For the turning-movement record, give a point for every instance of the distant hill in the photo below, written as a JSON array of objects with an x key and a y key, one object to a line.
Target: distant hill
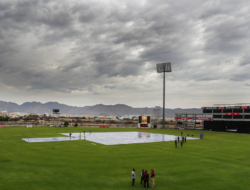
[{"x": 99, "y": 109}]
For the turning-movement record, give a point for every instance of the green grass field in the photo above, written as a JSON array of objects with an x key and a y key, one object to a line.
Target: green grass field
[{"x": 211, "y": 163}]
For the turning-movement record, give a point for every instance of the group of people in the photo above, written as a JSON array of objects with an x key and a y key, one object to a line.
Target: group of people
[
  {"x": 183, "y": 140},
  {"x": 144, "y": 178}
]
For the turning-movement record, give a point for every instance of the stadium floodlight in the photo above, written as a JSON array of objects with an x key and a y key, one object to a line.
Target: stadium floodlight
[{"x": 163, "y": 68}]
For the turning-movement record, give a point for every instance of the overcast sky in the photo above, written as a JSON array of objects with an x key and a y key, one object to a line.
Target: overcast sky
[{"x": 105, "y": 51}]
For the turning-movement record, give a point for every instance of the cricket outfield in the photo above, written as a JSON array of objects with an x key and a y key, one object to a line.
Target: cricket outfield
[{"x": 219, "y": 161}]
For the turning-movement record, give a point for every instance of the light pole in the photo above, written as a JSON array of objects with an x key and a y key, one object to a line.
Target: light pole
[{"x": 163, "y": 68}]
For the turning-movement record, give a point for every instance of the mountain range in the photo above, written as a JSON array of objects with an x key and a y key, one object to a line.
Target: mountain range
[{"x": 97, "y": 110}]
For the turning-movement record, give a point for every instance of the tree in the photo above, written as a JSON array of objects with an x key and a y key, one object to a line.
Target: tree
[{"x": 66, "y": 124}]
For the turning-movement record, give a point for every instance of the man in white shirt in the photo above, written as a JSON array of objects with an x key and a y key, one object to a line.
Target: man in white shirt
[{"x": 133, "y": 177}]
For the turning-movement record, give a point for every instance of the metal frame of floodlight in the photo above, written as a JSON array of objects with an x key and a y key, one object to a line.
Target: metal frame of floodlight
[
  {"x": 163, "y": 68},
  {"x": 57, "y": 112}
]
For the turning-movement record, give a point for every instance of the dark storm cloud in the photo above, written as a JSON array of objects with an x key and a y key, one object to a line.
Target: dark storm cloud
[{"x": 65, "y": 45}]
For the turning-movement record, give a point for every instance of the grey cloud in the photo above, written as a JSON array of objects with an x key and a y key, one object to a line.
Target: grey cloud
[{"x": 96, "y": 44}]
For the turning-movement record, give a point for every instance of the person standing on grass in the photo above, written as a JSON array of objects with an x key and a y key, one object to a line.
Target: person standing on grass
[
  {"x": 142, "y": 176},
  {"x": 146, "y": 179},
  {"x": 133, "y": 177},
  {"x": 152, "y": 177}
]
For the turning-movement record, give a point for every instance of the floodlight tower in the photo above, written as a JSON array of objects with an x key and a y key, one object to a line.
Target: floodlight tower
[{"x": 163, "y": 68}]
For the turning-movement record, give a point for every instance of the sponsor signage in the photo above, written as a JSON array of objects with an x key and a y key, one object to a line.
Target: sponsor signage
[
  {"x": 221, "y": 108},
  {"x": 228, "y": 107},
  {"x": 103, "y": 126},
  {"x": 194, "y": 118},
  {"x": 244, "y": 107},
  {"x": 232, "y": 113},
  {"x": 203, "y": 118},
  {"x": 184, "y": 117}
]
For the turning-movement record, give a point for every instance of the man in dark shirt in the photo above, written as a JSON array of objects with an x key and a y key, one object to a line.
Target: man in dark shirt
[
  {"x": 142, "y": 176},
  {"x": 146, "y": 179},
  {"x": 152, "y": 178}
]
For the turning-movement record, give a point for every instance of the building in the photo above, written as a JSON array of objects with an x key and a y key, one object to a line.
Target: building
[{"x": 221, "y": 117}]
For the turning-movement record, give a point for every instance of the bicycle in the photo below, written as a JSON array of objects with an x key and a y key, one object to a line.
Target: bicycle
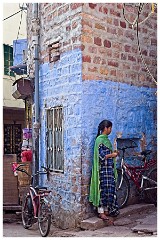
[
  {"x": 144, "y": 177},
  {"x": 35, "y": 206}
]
· · · · ·
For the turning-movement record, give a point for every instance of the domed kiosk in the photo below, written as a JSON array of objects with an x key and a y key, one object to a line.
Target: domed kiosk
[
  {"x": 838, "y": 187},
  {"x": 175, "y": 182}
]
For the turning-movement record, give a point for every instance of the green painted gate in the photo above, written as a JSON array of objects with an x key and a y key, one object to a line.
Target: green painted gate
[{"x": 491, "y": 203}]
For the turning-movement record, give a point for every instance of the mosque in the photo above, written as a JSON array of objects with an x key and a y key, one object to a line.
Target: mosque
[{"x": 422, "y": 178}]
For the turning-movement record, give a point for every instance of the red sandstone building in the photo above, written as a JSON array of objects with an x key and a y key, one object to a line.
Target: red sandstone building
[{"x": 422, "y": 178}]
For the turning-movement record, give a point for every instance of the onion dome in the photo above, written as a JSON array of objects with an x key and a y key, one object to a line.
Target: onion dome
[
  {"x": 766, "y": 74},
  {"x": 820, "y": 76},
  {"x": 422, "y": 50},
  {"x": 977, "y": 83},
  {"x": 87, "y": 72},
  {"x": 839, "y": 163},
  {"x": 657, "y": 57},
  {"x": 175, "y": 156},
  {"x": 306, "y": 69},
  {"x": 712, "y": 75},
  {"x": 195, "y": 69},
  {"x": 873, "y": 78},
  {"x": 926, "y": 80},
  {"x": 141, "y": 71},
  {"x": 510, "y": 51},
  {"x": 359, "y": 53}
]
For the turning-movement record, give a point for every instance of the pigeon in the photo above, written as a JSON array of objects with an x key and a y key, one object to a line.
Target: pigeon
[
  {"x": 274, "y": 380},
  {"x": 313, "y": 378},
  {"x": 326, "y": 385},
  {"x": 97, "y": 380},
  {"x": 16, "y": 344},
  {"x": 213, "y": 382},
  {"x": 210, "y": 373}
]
· · · · ·
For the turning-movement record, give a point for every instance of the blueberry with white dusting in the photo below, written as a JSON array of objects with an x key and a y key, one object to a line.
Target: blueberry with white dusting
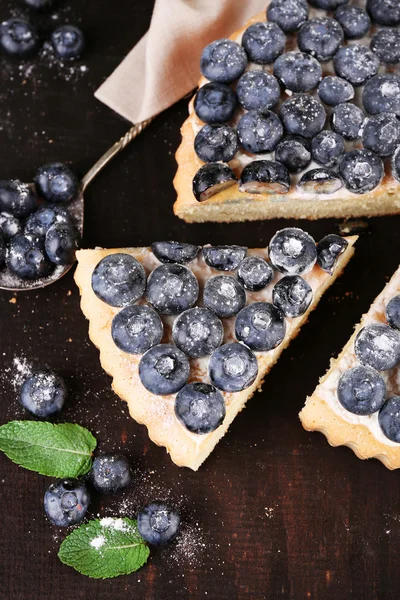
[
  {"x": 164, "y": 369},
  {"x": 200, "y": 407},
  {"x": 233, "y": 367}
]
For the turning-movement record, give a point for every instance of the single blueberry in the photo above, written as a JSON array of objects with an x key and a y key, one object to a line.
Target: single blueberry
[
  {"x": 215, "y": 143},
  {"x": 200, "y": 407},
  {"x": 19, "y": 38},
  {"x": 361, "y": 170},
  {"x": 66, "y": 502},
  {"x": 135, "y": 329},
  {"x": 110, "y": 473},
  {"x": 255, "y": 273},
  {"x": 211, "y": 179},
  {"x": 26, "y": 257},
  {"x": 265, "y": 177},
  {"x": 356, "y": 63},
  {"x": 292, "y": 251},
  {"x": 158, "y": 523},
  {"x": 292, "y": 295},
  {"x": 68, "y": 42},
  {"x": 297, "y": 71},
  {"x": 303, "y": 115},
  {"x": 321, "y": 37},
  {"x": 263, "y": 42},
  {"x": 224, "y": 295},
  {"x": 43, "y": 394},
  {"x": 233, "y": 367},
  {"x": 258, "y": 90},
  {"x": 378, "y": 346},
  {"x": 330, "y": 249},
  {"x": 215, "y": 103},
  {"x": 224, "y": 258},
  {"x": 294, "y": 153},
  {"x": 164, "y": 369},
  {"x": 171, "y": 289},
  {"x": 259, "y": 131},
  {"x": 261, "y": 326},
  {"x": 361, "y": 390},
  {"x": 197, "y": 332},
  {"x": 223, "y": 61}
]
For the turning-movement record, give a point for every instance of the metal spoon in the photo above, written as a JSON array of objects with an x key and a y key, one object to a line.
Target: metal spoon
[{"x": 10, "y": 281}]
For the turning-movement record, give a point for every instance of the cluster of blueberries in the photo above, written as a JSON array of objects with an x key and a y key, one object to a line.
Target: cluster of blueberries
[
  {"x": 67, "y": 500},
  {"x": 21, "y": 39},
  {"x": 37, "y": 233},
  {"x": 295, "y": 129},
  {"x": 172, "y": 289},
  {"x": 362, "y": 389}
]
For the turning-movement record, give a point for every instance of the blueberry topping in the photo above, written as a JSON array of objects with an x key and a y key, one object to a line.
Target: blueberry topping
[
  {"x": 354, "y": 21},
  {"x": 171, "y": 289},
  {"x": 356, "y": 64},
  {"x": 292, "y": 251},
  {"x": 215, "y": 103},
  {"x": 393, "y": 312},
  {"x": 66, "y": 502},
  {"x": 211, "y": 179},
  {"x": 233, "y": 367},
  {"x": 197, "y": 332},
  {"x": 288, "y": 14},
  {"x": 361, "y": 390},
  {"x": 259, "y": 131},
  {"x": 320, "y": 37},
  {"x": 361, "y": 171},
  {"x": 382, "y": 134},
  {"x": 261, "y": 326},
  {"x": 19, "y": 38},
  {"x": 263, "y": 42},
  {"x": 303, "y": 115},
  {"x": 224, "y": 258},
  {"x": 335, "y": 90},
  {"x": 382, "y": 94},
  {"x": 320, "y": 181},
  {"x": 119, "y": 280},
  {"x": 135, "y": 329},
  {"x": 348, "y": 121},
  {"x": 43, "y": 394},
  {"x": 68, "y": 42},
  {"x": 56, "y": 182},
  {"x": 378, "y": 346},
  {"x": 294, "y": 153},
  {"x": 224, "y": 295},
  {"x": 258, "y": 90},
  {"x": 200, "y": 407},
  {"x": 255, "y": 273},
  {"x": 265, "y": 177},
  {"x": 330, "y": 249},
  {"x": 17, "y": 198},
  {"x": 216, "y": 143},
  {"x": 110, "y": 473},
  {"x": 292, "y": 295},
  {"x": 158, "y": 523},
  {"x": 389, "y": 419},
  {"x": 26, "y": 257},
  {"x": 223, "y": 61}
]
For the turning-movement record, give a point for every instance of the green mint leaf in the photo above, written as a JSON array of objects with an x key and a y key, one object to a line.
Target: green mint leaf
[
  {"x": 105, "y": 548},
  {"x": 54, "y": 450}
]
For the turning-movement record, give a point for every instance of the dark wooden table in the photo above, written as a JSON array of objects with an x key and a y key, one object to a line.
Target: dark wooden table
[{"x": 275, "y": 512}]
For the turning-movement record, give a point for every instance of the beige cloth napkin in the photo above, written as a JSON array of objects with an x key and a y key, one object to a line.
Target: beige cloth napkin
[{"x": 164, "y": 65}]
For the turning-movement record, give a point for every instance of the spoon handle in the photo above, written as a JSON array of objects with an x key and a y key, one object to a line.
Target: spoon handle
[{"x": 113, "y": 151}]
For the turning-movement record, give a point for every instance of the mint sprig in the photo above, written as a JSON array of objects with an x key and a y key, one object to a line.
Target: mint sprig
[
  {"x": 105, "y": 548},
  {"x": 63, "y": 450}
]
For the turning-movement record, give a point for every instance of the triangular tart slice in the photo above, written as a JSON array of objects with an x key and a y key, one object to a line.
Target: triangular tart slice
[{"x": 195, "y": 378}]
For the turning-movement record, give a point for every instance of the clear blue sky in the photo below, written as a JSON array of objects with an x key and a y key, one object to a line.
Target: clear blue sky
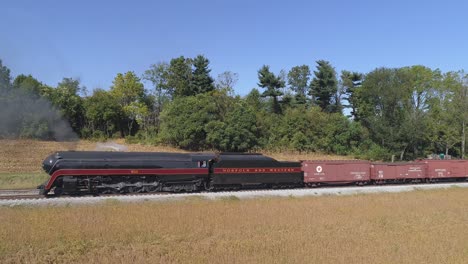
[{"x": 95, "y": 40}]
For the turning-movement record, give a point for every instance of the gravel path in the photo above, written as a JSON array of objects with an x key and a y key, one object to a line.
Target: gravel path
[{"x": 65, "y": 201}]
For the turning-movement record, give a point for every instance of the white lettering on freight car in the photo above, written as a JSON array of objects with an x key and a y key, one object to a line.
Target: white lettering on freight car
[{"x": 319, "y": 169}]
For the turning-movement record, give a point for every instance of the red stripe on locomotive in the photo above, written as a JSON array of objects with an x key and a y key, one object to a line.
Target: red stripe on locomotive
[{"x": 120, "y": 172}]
· · · · ·
Work to complete:
Report each line of the material above that contains the string "freight", reproducing every such line in full.

Exercise output:
For the turning-movement record, give a point for every instance of the white lettering on freight car in the photo above, written as a JSON array of objects with an x key and a y key, one object to a line.
Target: white lettering on freight car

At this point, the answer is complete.